PROBLEM STATEMENT:
Turn every line of the rows below into a numbered list, skipping any blank lines. Leave the pictures out of your answer.

Start of DATA PROVIDED

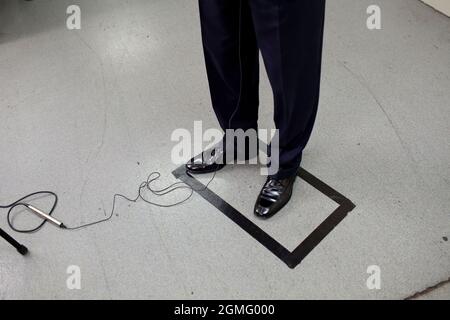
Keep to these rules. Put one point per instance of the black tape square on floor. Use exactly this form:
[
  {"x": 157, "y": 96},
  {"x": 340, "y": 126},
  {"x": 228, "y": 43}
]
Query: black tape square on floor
[{"x": 294, "y": 258}]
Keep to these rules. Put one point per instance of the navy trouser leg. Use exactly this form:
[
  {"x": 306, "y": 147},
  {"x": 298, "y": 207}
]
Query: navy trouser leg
[
  {"x": 232, "y": 62},
  {"x": 289, "y": 34}
]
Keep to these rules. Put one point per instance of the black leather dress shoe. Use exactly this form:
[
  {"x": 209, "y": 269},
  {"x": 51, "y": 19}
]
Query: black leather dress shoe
[
  {"x": 207, "y": 162},
  {"x": 274, "y": 196}
]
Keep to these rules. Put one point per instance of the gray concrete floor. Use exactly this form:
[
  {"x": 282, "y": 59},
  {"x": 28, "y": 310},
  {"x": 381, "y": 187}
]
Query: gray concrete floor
[{"x": 89, "y": 113}]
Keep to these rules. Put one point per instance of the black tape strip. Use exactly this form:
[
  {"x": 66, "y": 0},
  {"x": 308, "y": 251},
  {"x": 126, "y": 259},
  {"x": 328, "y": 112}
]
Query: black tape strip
[{"x": 294, "y": 258}]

End of DATA PROVIDED

ANSWER TO THE PROBLEM:
1. Keep to these rules. Put one point per instance of the black tape square on floor. Use exactly this form:
2. [
3.   {"x": 157, "y": 96},
4.   {"x": 340, "y": 126},
5.   {"x": 228, "y": 43}
6. ]
7. Query: black tape square on floor
8. [{"x": 294, "y": 258}]
9. Keep to these rules. Put one point per instance of the navy trouser leg. Use exactly this form:
10. [
11.   {"x": 306, "y": 147},
12.   {"x": 298, "y": 207}
13. ]
14. Query: navy trouser leg
15. [
16.   {"x": 232, "y": 62},
17.   {"x": 289, "y": 34}
18. ]
19. Keep to these rules. Put one point per instance of the black leather dress shoe. Use exactly this form:
20. [
21.   {"x": 209, "y": 269},
22.   {"x": 51, "y": 19}
23. ]
24. Query: black leather dress shoe
25. [
26.   {"x": 207, "y": 162},
27.   {"x": 274, "y": 196}
28. ]
29. Keep to these rules. Put one point per instance of the gray concrete floor. Use exactly this form:
30. [
31.   {"x": 282, "y": 59},
32.   {"x": 28, "y": 310},
33.   {"x": 381, "y": 187}
34. ]
35. Query: gray concrete floor
36. [{"x": 89, "y": 113}]
37. Keep to these rules. Put one point per instance of the black tape strip. Use exactly this form:
38. [
39.   {"x": 66, "y": 0},
40.   {"x": 308, "y": 251},
41.   {"x": 126, "y": 259},
42.   {"x": 328, "y": 112}
43. ]
44. Query: black tape strip
45. [{"x": 294, "y": 258}]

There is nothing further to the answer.